▸ Zu prüfender Text:
○ ○ ○ ○ ○ ○ ○

Liebe Leserinnen und Leser,
von den „Sieben Werken der Barmherzigkeit“ hat jeder von Ihnen sicherlich schon einmal gehört. Sie sind eine beispielhafte Aufzählung von Handlungen, in denen sich Nächstenliebe und Barmherzigkeit äußern. Die Siebte dieser christlichen Tugenden, mit der ich tagtäglich beruflich zu tun habe, ist das „Bestatten der Toten“.
Und das scheint sich von selbst zu verstehen: Fast immer ist den Hinterbliebenen eine liebevoll gestaltete Bestattung ein Herzensanliegen. Doch wie können wir jetzt unsere Verstorbenen auf dem letzten Gang begleiten, wo wir doch zuhause bleiben müssen? Wie können wir Anteilnahme zeigen, wo wir doch Abstand halten müssen?
Seit Corona hat sich Vieles verändert. Es gibt neue Regeln, an die wir uns halten müssen, Vorschriften, die beachtet werden müssen. Wir müssen lernen, mit vielen Einschränkungen umzugehen.
Zum Glück verläuft die Pandemie hier bei uns noch recht glimpflich. In anderen Ländern, wie in Italien, Spanien oder in den USA sieht das ganz anders aus:
Ende März sprach der Bischof von Bergama, Francesco Beschi, auf dem Friedhof von Bergamo ein Fürbitt-Gebet für die mehr als 1800 in Bergamo Verstorbenen und deren Angehörige, die sich nicht mehr verabschieden konnten. “Wir dürfen diejenigen nicht mit ihrem Schmerz alleine lassen, die sehen, wie ihre Lieben im Nichts verschwinden”, warnte der Bischof.

○ ○ ○ ○ ○ ○ ○

▸ Gegebene Informationen:

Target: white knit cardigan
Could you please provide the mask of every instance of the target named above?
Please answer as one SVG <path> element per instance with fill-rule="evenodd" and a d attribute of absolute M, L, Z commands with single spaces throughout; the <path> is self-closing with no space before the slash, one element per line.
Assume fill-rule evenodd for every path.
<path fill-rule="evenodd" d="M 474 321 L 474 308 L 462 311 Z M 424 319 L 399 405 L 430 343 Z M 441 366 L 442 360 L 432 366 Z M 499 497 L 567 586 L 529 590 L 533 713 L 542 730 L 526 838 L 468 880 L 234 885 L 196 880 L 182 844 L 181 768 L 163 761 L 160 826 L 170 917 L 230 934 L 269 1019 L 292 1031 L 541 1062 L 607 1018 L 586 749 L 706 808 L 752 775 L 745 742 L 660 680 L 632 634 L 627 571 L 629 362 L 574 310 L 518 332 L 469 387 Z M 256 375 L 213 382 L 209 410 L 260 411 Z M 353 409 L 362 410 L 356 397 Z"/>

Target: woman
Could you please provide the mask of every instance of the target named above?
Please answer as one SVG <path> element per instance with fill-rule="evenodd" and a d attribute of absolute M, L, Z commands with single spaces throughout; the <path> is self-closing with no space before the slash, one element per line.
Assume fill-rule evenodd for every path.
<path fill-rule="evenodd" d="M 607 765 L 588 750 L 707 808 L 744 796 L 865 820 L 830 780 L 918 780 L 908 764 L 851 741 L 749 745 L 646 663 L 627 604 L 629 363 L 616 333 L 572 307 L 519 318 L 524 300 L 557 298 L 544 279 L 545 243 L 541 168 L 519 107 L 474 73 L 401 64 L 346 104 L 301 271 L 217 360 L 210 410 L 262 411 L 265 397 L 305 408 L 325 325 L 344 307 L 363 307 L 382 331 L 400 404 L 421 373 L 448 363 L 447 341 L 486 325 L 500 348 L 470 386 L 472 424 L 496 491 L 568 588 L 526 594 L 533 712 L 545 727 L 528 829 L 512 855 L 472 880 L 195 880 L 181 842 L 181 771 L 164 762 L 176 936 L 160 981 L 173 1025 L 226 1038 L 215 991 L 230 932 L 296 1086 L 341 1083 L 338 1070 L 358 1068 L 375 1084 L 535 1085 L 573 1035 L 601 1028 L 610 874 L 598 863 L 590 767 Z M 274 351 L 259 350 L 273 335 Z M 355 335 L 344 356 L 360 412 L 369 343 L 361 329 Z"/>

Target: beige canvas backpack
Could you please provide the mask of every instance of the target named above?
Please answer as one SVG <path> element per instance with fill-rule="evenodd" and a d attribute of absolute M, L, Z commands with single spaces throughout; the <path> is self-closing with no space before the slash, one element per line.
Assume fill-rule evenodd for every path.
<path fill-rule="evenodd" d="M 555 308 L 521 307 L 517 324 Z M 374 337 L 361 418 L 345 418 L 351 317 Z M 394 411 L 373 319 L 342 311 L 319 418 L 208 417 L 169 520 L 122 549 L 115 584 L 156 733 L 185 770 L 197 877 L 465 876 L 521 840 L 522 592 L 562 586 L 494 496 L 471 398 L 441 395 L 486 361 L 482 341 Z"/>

○ ○ ○ ○ ○ ○ ○

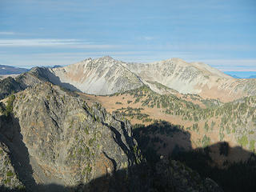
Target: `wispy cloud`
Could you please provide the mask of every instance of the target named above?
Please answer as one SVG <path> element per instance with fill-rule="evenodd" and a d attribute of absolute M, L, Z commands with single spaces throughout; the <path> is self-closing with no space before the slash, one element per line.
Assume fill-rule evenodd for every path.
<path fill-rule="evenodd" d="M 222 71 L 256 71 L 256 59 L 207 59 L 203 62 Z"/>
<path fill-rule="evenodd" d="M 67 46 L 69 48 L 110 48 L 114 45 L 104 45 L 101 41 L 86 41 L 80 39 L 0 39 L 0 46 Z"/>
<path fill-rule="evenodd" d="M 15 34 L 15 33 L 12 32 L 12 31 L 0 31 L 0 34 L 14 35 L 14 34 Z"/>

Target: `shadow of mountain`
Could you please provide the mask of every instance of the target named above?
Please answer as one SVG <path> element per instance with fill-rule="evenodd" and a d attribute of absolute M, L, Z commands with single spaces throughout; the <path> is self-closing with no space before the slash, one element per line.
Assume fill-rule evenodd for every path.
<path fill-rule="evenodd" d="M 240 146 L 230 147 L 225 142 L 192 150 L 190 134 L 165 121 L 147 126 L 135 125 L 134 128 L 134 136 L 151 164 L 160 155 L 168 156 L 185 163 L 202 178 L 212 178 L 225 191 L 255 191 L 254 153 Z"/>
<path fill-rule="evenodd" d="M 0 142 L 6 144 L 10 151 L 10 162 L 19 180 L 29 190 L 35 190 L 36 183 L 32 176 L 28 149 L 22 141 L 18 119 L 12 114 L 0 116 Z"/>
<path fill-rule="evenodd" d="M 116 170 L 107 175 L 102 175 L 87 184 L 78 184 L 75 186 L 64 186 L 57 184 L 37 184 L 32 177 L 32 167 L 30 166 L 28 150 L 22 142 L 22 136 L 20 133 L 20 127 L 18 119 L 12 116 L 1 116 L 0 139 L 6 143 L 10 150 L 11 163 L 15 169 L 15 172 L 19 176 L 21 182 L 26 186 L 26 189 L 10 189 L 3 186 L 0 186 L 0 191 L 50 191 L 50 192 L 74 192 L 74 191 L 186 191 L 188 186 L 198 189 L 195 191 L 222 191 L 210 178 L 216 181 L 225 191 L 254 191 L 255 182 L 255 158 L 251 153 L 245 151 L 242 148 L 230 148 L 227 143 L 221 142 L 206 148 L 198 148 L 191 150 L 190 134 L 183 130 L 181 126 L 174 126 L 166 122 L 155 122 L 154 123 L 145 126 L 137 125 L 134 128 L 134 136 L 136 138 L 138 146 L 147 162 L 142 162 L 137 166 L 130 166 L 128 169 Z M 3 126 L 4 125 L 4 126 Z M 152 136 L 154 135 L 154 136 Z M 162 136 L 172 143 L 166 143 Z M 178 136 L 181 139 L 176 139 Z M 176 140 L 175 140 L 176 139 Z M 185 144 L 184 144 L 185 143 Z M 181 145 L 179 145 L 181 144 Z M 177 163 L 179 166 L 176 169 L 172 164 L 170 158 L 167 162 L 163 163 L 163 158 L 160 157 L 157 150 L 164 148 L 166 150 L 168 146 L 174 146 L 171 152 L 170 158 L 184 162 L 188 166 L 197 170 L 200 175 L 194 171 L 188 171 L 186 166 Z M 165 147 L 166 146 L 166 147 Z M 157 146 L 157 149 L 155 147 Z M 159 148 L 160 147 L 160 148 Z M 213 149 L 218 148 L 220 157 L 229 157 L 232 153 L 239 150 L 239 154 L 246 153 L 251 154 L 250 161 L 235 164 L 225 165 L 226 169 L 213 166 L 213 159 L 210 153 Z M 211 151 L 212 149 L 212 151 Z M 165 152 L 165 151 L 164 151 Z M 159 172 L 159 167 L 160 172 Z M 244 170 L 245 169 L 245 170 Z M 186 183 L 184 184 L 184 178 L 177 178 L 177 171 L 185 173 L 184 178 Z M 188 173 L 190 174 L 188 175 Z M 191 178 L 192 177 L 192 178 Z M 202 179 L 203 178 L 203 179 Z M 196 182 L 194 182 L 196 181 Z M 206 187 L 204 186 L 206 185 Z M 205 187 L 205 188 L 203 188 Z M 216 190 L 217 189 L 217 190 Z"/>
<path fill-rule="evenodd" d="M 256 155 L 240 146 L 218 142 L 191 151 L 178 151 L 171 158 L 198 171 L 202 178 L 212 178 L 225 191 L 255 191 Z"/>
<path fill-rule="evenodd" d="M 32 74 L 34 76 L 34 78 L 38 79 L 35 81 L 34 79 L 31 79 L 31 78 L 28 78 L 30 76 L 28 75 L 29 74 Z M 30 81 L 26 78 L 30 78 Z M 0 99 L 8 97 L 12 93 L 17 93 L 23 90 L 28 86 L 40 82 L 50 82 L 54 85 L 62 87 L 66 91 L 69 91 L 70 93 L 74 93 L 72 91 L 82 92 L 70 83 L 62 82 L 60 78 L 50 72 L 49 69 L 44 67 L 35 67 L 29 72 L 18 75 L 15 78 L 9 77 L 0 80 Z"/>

○ ○ ○ ○ ○ ○ ○

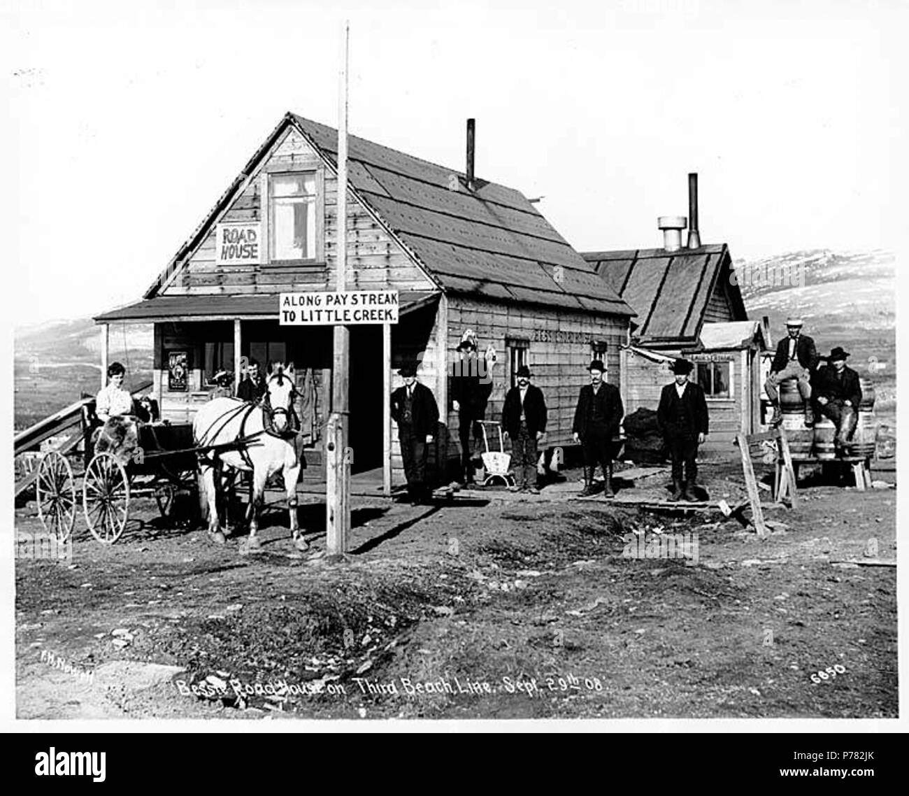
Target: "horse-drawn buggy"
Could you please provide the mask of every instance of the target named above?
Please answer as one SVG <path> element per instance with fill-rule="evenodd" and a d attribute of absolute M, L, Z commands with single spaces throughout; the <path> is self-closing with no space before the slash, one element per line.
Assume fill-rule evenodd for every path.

○ ○ ○ ○ ○ ○ ○

▸ Geforderte Aufgaben:
1. Beantworten Sie die folgenden Fragen anhand des Textes:
(a) Welches der „Sieben Werke der Barmherzigkeit“ wird im Text als das siebte genannt?
(b) Wann sprach der Bischof auf dem Friedhof von Bergamo das Fürbitt-Gebet?
(c) Für wie viele Verstorbene in Bergamo war dieses Gebet bestimmt?
2. Nennen Sie alle Länder, in denen die Pandemie laut Text ganz anders aussieht als hier.

▸ Lösungen je Aufgabe:
1.
(a) Das „Bestatten der Toten“.
(b) Ende März.
(c) Für mehr als 1800 Verstorbene.

2. Italien, Spanien, die USA